At NYLS, Jenna D’Attilo 3L has channeled her personal commitment to veterans’ issues, inspired by her father’s story, into a rewarding professional pathway.
D’Attilo is President of NYLS’s Military Justice and Veterans Association and a student member of the New York City Bar Association’s Committee on Military Affairs and Justice. She’s also a long-term intern with the Veteran’s Practice at New York Legal Assistance Group (NYLAG) and an alumnus of NYLS’s Veterans Justice Clinic.
While D’Attilo is not a veteran herself, she is deeply invested in veterans’ issues. Her father, a U.S. Marine, was just a teenager when he was tasked with cleaning battlefields during the Vietnam War. As a result of the experience, he coped with undiagnosed post-traumatic stress disorder for most of D’Attilo’s childhood before being connected to U.S. Department of Veterans Affairs (VA) resources.
“It was like night and day after he got the diagnosis and started treatment,” D’Attilo says. “When his PTSD was untreated, the symptoms were hard on the whole family.”
In D’Attilo’s NYLAG internship, she regularly meets other veterans who may be experiencing similar struggles. Her work involves helping veterans preserve housing and secure government benefits, such as VA disability benefits and public assistance, sometimes on appeal. Many of NYLAG’s clients have low incomes, may be facing homelessness, and struggle with mental health challenges.
“I see my father in a lot in the clients, when they’re hard to talk to or don’t want to talk about the real problem,” she says. “Now I’m able to recognize that it’s a symptom of trauma. I can say to them, ‘I’ve lived through what you’re living through but on the other side.’”
The internship opportunity arose after D’Attilo discovered a passion for legal services work in NYLS’s Veterans Justice Clinic, part of The Joe Plumeri Center for Social Justice and Economic Opportunity. An attorney working with the clinic recruited her to a summer internship at NYLAG. NYLS’s Public Interest Summer Funding program provided a stipend that allowed her to take on the otherwise unpaid role.

________

== ACTIVITY A ==
According to the profile, what was D'Attilo's father tasked with as a teenager during the Vietnam War?
== ACTIVITY B ==
Summarize the profile in two sentences.
== ACTIVITY C ==
Copy the part of the profile starting with "While D’Attilo is" and going on through "Affairs (VA) resources.".

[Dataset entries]
________

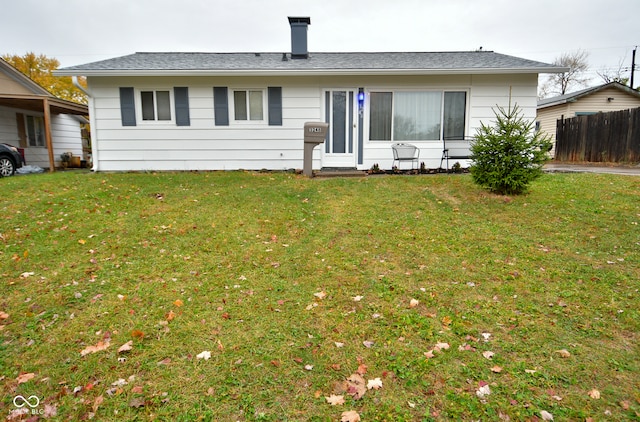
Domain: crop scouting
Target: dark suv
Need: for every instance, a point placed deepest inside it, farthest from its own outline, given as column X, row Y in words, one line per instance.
column 10, row 160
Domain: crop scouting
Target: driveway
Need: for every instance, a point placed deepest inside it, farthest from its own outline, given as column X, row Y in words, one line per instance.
column 591, row 168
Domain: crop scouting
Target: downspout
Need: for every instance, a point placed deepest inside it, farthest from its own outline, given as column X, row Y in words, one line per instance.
column 92, row 125
column 47, row 133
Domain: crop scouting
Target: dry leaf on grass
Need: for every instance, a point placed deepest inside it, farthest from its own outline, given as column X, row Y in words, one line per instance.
column 356, row 386
column 206, row 355
column 546, row 416
column 100, row 346
column 126, row 347
column 488, row 354
column 374, row 384
column 350, row 416
column 97, row 402
column 320, row 295
column 334, row 400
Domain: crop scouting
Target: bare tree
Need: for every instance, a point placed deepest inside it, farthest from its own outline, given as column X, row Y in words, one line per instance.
column 614, row 75
column 561, row 83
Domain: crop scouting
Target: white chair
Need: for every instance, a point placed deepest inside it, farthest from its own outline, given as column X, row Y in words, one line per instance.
column 405, row 152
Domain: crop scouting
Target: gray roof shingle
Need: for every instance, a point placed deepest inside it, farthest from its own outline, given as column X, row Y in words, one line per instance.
column 323, row 63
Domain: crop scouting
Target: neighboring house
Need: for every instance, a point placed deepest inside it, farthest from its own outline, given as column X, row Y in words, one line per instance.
column 225, row 111
column 612, row 96
column 42, row 126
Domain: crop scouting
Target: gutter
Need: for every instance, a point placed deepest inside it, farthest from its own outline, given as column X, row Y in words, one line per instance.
column 309, row 72
column 92, row 122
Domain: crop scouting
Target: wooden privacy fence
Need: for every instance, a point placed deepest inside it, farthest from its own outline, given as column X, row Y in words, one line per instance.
column 610, row 137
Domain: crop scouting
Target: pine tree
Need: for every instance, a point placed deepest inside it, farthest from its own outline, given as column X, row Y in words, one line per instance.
column 509, row 155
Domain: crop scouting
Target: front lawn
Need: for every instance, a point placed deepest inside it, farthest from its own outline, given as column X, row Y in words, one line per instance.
column 255, row 296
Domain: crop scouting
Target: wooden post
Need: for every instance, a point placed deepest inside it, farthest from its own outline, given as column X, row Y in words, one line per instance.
column 47, row 133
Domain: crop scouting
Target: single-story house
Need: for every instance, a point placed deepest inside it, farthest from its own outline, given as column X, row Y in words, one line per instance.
column 224, row 111
column 612, row 96
column 41, row 125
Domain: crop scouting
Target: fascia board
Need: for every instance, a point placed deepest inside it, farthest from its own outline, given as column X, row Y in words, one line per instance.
column 308, row 72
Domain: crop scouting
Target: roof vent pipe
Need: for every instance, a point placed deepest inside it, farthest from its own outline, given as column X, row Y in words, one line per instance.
column 299, row 49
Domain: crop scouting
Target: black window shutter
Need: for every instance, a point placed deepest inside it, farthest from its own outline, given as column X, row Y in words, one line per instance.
column 275, row 105
column 220, row 105
column 127, row 107
column 181, row 96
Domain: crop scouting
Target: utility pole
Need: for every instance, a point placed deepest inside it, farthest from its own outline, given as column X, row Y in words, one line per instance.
column 633, row 65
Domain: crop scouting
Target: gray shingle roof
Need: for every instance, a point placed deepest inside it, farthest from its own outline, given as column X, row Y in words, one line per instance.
column 572, row 96
column 317, row 63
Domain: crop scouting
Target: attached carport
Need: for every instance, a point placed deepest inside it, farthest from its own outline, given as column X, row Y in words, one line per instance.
column 47, row 105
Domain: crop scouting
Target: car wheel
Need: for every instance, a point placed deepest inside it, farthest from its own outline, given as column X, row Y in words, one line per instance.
column 7, row 168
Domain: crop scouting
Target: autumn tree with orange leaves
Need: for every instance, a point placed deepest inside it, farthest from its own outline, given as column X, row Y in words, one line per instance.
column 39, row 68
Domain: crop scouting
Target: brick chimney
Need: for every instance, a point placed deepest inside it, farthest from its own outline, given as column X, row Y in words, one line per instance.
column 299, row 49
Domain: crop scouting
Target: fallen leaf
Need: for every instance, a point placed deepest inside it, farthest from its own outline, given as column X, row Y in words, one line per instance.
column 100, row 346
column 136, row 402
column 50, row 411
column 374, row 384
column 362, row 369
column 483, row 391
column 350, row 416
column 120, row 382
column 22, row 378
column 137, row 334
column 97, row 402
column 206, row 355
column 441, row 346
column 356, row 386
column 320, row 295
column 546, row 416
column 126, row 347
column 488, row 354
column 334, row 400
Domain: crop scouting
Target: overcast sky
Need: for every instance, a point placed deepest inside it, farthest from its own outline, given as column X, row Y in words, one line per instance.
column 83, row 31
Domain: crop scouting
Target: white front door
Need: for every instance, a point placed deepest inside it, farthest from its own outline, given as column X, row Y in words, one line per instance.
column 340, row 145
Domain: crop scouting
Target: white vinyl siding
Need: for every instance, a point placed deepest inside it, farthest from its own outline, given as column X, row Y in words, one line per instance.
column 596, row 102
column 254, row 144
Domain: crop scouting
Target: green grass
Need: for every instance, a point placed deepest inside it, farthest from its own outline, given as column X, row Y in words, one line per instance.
column 237, row 257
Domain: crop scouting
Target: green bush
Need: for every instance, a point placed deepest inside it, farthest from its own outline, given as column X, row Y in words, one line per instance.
column 508, row 155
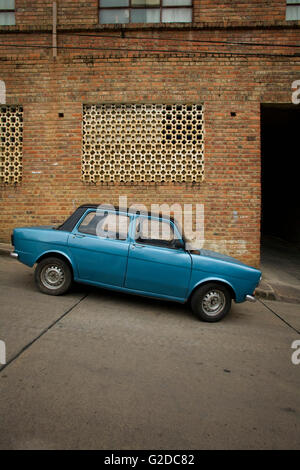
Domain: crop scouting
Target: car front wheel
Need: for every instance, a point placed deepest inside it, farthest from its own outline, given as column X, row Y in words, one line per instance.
column 211, row 302
column 53, row 276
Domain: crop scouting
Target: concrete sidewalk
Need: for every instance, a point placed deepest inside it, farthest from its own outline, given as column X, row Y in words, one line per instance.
column 96, row 369
column 280, row 265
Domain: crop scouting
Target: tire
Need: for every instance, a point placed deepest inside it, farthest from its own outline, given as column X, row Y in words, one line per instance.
column 53, row 276
column 211, row 302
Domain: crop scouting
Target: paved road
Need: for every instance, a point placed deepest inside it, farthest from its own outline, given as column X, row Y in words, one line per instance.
column 96, row 369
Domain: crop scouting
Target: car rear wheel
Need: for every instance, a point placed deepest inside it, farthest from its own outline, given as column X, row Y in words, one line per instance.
column 53, row 276
column 211, row 302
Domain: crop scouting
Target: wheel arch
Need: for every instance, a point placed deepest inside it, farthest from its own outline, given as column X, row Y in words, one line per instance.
column 215, row 281
column 57, row 254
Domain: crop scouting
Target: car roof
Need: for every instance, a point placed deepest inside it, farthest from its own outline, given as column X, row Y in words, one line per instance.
column 127, row 210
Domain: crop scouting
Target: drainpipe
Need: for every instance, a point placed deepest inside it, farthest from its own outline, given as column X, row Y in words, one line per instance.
column 54, row 30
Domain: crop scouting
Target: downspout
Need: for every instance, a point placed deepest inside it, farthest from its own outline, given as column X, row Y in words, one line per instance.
column 54, row 30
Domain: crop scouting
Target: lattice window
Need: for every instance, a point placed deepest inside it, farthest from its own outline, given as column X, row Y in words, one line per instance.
column 142, row 143
column 292, row 10
column 11, row 143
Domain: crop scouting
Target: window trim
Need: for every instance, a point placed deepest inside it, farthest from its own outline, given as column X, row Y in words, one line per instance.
column 107, row 211
column 150, row 243
column 130, row 7
column 291, row 4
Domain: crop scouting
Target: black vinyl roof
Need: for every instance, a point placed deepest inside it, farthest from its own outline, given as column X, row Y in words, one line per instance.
column 71, row 221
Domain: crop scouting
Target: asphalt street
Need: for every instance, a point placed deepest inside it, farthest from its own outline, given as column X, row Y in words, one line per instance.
column 95, row 369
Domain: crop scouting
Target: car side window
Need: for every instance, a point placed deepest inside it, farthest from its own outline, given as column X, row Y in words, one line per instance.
column 106, row 225
column 154, row 232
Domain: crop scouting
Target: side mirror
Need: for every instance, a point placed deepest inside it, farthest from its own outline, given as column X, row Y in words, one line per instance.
column 178, row 244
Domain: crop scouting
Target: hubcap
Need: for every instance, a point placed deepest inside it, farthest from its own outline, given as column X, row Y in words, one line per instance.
column 52, row 276
column 213, row 302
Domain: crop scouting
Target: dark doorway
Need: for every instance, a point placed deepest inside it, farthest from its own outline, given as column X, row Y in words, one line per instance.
column 280, row 152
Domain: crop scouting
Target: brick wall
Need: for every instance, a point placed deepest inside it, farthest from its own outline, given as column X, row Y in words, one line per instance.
column 231, row 88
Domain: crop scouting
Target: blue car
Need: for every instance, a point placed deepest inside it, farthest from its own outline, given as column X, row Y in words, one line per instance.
column 136, row 253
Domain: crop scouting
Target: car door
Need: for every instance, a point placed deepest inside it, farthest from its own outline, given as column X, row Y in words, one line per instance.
column 154, row 264
column 99, row 244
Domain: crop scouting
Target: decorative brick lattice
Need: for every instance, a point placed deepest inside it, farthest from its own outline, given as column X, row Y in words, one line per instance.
column 142, row 143
column 11, row 143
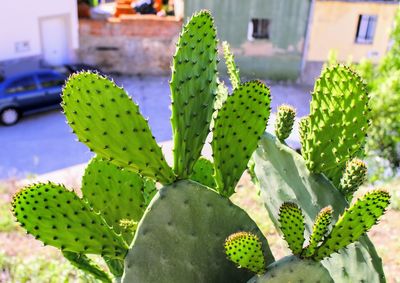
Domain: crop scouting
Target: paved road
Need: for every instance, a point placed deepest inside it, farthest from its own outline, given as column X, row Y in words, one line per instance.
column 42, row 143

________

== EXERCISE ANSWER A ==
He was tasked with cleaning battlefields.

== EXERCISE ANSWER B ==
Jenna D'Attilo, a 3L at NYLS whose commitment to veterans' issues was inspired by her Marine father's untreated PTSD, leads NYLS's Military Justice and Veterans Association, sits as a student member on the New York City Bar Association's Committee on Military Affairs and Justice, and is an alumnus of NYLS's Veterans Justice Clinic. As a long-term intern with NYLAG's Veteran's Practice, a role that grew out of her clinic work and was made possible by a stipend from NYLS's Public Interest Summer Funding program, she helps veterans preserve housing and secure government benefits and recognizes in her clients the symptoms of trauma she saw in her father.

== EXERCISE ANSWER C ==
While D’Attilo is not a veteran herself, she is deeply invested in veterans’ issues. Her father, a U.S. Marine, was just a teenager when he was tasked with cleaning battlefields during the Vietnam War. As a result of the experience, he coped with undiagnosed post-traumatic stress disorder for most of D’Attilo’s childhood before being connected to U.S. Department of Veterans Affairs (VA) resources.